**Instruction:** Format the data below as a numbered list with one line per item, skipping blank lines and omitting the picture.

**Given records:**
◇ ◇ ◇ ◇
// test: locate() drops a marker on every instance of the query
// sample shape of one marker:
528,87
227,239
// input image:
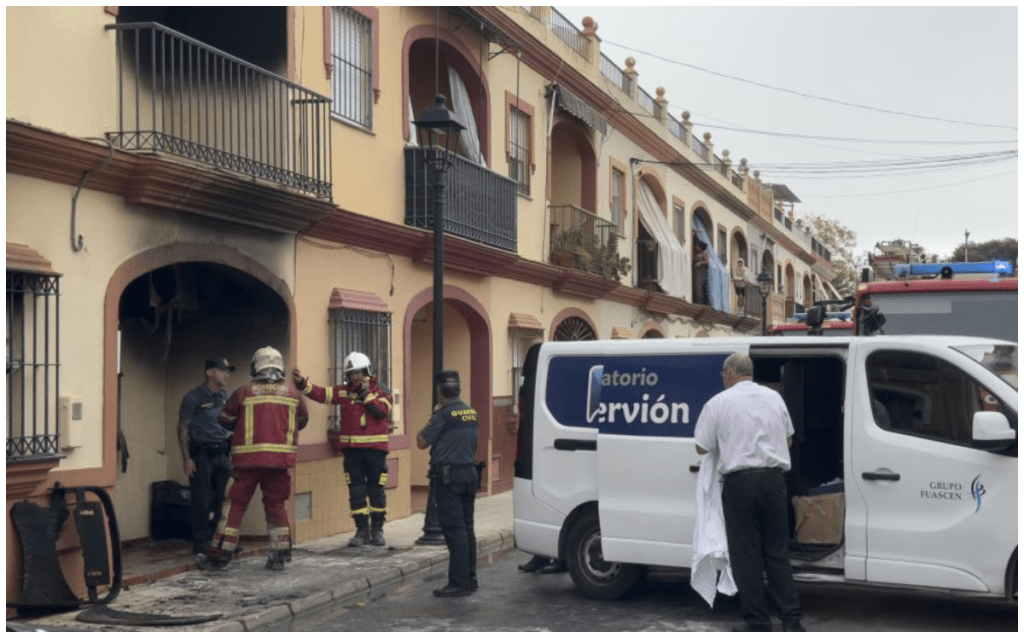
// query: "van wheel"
◇ ◇ ◇ ◇
**Output below:**
1. // test: locate() drops a marker on every instance of the query
2. // sample shape of one marker:
3. 528,87
4. 227,239
5. // input image:
6. // query: "van wheel"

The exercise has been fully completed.